EXERCISE INSTRUCTIONS: Repeat the material below exactly, line for line.

EXCERPTED RECORDS:
------------------------------------------------------------------------
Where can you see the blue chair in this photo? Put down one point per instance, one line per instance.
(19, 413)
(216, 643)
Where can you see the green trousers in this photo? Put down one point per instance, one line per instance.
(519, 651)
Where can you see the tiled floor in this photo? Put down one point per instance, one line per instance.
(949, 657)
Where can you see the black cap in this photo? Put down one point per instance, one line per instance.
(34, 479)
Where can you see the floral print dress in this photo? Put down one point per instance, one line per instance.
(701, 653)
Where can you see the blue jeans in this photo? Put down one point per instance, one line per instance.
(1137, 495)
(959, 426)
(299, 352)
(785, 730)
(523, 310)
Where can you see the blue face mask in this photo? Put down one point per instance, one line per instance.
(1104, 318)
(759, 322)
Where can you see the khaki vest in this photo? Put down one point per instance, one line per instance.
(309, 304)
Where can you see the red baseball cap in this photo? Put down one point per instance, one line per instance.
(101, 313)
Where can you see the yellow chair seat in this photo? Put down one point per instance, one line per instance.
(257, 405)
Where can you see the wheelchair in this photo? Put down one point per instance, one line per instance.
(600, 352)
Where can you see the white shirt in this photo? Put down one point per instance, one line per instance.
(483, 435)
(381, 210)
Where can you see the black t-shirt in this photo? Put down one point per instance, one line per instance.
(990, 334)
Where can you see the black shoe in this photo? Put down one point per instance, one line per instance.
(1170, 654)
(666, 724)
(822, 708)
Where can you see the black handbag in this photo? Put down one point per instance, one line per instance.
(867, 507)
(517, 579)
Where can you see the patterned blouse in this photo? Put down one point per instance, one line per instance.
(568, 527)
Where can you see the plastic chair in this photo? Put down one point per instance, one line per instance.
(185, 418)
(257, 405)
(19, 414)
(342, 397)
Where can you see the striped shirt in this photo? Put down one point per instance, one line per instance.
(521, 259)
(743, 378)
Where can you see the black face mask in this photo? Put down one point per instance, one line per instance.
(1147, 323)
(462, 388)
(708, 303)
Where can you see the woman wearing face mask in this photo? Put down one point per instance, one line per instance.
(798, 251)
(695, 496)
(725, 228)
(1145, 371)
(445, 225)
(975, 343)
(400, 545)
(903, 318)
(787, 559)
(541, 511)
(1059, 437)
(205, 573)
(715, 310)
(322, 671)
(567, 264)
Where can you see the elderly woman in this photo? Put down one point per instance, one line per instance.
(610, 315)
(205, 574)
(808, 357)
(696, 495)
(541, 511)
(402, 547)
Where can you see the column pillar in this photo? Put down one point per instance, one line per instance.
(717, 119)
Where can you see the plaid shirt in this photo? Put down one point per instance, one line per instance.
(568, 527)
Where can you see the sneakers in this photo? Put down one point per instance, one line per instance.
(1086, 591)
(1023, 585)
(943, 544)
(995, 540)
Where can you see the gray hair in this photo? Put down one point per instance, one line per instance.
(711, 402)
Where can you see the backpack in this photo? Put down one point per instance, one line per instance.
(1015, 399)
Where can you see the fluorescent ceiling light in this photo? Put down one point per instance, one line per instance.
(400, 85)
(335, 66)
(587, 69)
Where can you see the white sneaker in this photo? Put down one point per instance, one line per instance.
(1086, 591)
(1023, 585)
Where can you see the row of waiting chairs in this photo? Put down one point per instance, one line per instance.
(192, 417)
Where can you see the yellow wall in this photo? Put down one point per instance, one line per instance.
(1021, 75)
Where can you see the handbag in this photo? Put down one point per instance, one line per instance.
------------------------------------------------------------------------
WORKED ANSWER:
Where can you see the blue chair in this photo? Put down one point per instance, one line per instance.
(19, 413)
(216, 643)
Where can you see the green trousers in this photo? Put down one point per instance, one line per instance.
(519, 651)
Where can you see the tiled floor in this photo? Put down one point per instance, one line per instance.
(949, 657)
Where can you see the black cap in this photo? Put down one point per instance, one line per instance.
(34, 479)
Where can you see the floral print dress in this photo? Put down one point per instance, one line per instance.
(701, 653)
Where can you see the blue jeans in this photo? Put down one point per instance, one line per instance.
(1137, 495)
(959, 426)
(299, 352)
(785, 730)
(523, 310)
Where can you see the blue face mask in this photo? Put down one point per instance, one line per instance.
(1104, 318)
(759, 322)
Where can you see the khaki vest in this photo? Put down one point per instance, one line per instance.
(309, 304)
Where can you see the red baseball cap in this photo? Put down one point per instance, one line per instance.
(101, 313)
Where can you see the yellow chair seat in this photo? Put down one point per instance, one line per instance.
(257, 405)
Where can you see the wheelchair in this photo? Put down one point per instance, one line per instance.
(600, 352)
Where can you see the white shirt in this photo? Put down one point per instance, one line per instance.
(483, 435)
(381, 210)
Where can you see the black t-shirt in this photo? Put down one point per instance, one line per instance.
(990, 334)
Where can you see the black shoe in this photo? Put down one point per instance, one line per instance.
(1170, 654)
(666, 724)
(822, 708)
Where can you see the black handbag in this photo? Put down one point per instance, one line per instance.
(867, 507)
(517, 579)
Where can you see the patterned blouse in this photo? Put down one point per instance, one line per instance.
(568, 527)
Where can you see the plastic chair in this photo? Put down one point per instance, one line per instance.
(185, 418)
(257, 405)
(19, 414)
(342, 397)
Where can you see the striped shirt in this photo? Put down one point per instance, one line per instance.
(521, 259)
(743, 378)
Where can you see the black face mask in this photo? Put down one point per instance, one line per instance.
(1147, 323)
(462, 388)
(708, 303)
Where can you see the woman wearing face mask in this photo? Put down one point per instance, one line per instance.
(798, 251)
(695, 496)
(725, 228)
(1145, 371)
(445, 225)
(975, 343)
(400, 545)
(903, 318)
(787, 559)
(541, 511)
(1059, 437)
(205, 573)
(715, 310)
(322, 671)
(567, 264)
Where can you see the elderly woman in this photo? Put down one point per instance, one line per instance.
(610, 315)
(205, 574)
(808, 357)
(696, 495)
(541, 511)
(402, 547)
Where can you see the column pillar in this photo? Put down one point per instance, one line per instance.
(717, 119)
Where can you see the plaid shirt in this photo? Put down one point per instance, one line per instance.
(568, 527)
Where can you see the sneakers in this photo? Put down one point per instance, one line per instance.
(1086, 591)
(1023, 585)
(943, 544)
(995, 540)
Where can you see the gray hair in this photo? Put down one point per instance, one line per instance.
(711, 402)
Where can you see the backpack in this photo? Put down one point per instance, one line per instance.
(1015, 399)
Where can you see the fluorescent ceiling light in this photo? Put down one point per instance, one line per instance.
(400, 85)
(335, 66)
(587, 69)
Where can you see the white sneaker in this photo? Put down one point per instance, one line per instance.
(1086, 591)
(1023, 585)
Where can you see the row of waiting chairs in this photo? Put down one point per instance, one line per instance.
(192, 417)
Where can you see the yellow wall in this photo? Put down one point per instance, one line per instance.
(1021, 75)
Where can you see the handbag in this photo? Put down one point per instance, one line per instance.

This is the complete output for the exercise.